## What is asked
Copy every line of the data below verbatim, without any alteration.

= = = =

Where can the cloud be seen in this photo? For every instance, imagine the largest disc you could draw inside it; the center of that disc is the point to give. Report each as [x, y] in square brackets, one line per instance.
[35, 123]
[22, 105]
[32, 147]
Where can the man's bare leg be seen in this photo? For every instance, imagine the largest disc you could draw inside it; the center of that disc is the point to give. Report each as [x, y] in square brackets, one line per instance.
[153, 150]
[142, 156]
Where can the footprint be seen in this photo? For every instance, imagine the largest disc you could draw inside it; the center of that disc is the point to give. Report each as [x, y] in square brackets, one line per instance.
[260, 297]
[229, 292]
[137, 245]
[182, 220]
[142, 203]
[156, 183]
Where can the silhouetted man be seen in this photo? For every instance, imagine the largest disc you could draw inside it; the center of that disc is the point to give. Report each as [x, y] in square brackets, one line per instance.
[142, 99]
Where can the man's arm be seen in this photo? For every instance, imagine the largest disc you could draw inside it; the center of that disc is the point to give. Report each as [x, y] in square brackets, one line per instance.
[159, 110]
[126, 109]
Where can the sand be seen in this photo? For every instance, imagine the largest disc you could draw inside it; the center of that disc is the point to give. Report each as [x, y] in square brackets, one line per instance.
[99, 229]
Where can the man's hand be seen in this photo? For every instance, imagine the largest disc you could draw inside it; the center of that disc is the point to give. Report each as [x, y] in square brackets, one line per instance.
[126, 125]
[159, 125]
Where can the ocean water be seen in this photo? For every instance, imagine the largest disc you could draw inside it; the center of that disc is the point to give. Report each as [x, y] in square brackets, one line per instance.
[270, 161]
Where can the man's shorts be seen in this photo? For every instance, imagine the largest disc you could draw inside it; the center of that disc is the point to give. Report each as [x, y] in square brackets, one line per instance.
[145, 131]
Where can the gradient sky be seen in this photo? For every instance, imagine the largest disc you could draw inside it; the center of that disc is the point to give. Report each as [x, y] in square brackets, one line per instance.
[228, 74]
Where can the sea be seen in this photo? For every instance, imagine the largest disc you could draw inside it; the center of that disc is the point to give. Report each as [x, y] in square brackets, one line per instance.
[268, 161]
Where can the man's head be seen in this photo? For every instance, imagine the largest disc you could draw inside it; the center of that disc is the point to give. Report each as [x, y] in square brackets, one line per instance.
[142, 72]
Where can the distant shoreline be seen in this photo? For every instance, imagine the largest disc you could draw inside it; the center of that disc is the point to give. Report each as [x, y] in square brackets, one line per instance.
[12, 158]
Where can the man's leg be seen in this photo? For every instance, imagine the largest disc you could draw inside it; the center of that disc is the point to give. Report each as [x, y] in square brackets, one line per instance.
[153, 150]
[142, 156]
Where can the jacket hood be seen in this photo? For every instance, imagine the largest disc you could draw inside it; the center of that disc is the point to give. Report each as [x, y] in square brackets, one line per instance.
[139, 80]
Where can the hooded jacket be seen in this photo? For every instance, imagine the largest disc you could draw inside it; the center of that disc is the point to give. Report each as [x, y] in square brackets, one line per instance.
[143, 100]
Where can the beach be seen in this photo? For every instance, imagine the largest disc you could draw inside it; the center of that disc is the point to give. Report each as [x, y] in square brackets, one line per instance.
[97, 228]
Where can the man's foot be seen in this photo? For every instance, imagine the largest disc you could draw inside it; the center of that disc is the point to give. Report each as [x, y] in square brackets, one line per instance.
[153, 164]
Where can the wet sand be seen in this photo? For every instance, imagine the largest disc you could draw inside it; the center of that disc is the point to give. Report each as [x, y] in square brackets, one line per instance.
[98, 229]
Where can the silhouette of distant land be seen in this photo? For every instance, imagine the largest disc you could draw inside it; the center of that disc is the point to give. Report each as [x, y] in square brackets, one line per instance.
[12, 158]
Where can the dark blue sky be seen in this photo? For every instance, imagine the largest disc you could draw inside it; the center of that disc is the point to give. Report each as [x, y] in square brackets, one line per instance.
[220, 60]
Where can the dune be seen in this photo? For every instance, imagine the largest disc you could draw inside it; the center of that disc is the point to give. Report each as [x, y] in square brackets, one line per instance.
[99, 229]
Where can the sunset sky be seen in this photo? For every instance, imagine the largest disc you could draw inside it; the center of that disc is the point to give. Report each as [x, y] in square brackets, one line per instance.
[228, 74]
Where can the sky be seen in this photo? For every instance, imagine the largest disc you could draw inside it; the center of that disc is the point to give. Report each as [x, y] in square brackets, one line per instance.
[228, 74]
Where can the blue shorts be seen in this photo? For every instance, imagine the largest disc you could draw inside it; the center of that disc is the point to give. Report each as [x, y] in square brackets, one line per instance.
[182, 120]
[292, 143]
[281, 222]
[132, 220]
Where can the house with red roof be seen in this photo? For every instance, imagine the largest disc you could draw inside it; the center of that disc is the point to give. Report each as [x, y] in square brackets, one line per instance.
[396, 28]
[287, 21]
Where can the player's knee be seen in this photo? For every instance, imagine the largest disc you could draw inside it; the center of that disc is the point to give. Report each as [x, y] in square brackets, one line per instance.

= = = =

## Solution for this exercise
Where can the cloud be seen in this photo? For every instance, imagine the largest disc you could draw inside it; the center of that disc is the point to give. Report each as [x, y] in square brackets, one line per instance.
[35, 123]
[22, 105]
[32, 147]
Where can the man's bare leg be seen in this photo? For every instance, imagine the largest disc you could draw inside it; the center of that disc is the point to give. Report each as [x, y] in square brackets, one line per instance.
[153, 150]
[142, 156]
Where can the footprint be seen in this photo? For every instance, imagine the largest disc you could draw inside it; the center of that disc is the point to give. Report each as [x, y] in square brackets, one line per instance.
[260, 297]
[229, 292]
[137, 245]
[182, 220]
[142, 203]
[156, 183]
Where can the silhouetted man be seen in this photo? For every instance, imagine the largest disc you could draw inside it; the center of that disc is the point to give. Report each as [x, y] in square brackets, one line per instance.
[142, 99]
Where can the man's arm be seen in this photo? For every instance, imagine the largest disc you could draw inside it; the center of that disc is the point to give. Report each as [x, y] in square brackets, one line per instance.
[159, 110]
[126, 109]
Where can the sand be seen in this photo? For every instance, imagine the largest disc you could draw inside it; the center of that disc is the point to give. Report each as [x, y] in square brackets, one line per instance.
[99, 229]
Where can the man's hand be seen in this photo? For every instance, imagine the largest disc you could draw inside it; the center of that disc is the point to give. Report each as [x, y] in square brackets, one line per instance.
[126, 125]
[159, 125]
Where can the ocean water be seen in this photo? For every instance, imagine the largest disc you could draw inside it; the center of that disc is the point to give. Report each as [x, y] in square brackets, one line per instance.
[270, 161]
Where can the man's shorts be seen in this photo? For every instance, imagine the largest disc you could draw inside it; the center of that disc is the point to give. Report each as [x, y] in square brackets, one line per instance.
[145, 131]
Where can the gradient sky be seen in this photo? For every instance, imagine the largest disc you could draw inside it; the center of that disc is the point to give. Report each as [x, y] in square brackets, one line per instance.
[228, 74]
Where can the sea be seen in this photo? For every instance, imagine the largest disc you could draw inside it; the center of that disc is the point to give. Report each as [x, y] in square brackets, one line per instance.
[268, 161]
Where can the man's head be seen in this photo? For every instance, imagine the largest disc you could draw inside it; the center of that disc is the point to give. Report each as [x, y] in square brackets, one line per instance.
[142, 72]
Where can the distant shoreline be seen in this photo? For every instance, imagine the largest disc you could draw inside it; the center of that disc is the point to give. Report each as [x, y] in square brackets, one line per instance.
[12, 158]
Where can the man's leg be seen in this photo? For every instance, imagine the largest disc you could draw inside it; the center of that disc is the point to give. Report each as [x, y] in square brackets, one line per instance.
[153, 150]
[142, 156]
Where can the jacket hood be seen in this photo? For every instance, imagine the largest disc you could draw inside it; the center of that disc is the point to give. Report each as [x, y] in square brackets, one line per instance.
[139, 80]
Where can the hooded jacket be seen in this photo? For every instance, imagine the largest disc you could draw inside it; the center of that disc is the point to give. Report each as [x, y] in square brackets, one line per instance.
[143, 100]
Where can the beach be seen in this photo? For every instance, imagine the largest disc you could draw inside it; the center of that disc is the point to give. Report each as [x, y] in square brackets, one line per instance.
[97, 228]
Where can the man's foot be seen in this photo? For every instance, imagine the largest disc you could draw inside it; the center of that disc is the point to give. Report each as [x, y] in square brackets, one line per instance.
[153, 164]
Where can the wet sand be seen in this photo? For every instance, imagine the largest disc you could draw inside it; the center of that disc is the point to give. Report each as [x, y] in square brackets, one line per instance.
[98, 229]
Where can the silhouette of distant land be seen in this photo? For every instance, imagine the largest disc you could draw inside it; the center of that disc is the point to give. Report each as [x, y] in square brackets, one line per instance.
[12, 158]
Where can the dark blue sky be seen in this photo? For every instance, imagine the largest disc you could draw inside it; the center of that disc is the point to give. Report each as [x, y] in square brackets, one line per instance.
[220, 60]
Where can the dune be seen in this photo? For every instance, imagine the largest disc you could draw inside it; the center of that disc is the point to give. Report each as [x, y] in square brackets, one line per instance.
[99, 229]
Where can the sunset sky be seen in this photo? For every instance, imagine the largest disc you could draw inside it; the center of that disc is the point to give. Report each as [x, y] in square brackets, one line per instance.
[228, 74]
Where can the sky be seen in this photo? For every instance, imagine the largest disc you could draw inside it; the center of that disc is the point to give. Report each as [x, y] in square brackets, one line per instance.
[228, 74]
Where can the blue shorts be seen in this photo? For every instance, imagine the largest disc you could draw inside it; the center of that disc is the point to give. Report each as [x, y] in square brackets, one line per instance.
[182, 120]
[292, 143]
[281, 222]
[132, 220]
Where can the house with red roof be seen in this photo? For every instance, imagine the largest disc you could draw inside it; the center of that disc is the point to give. Report each as [x, y] in square brackets, one line per instance.
[396, 28]
[287, 21]
Where can the player's knee be seen in this photo? For every instance, imagine the largest disc you could draw inside it; the center of that disc is the point to give. Report each as [x, y] in square brackets, one line per instance.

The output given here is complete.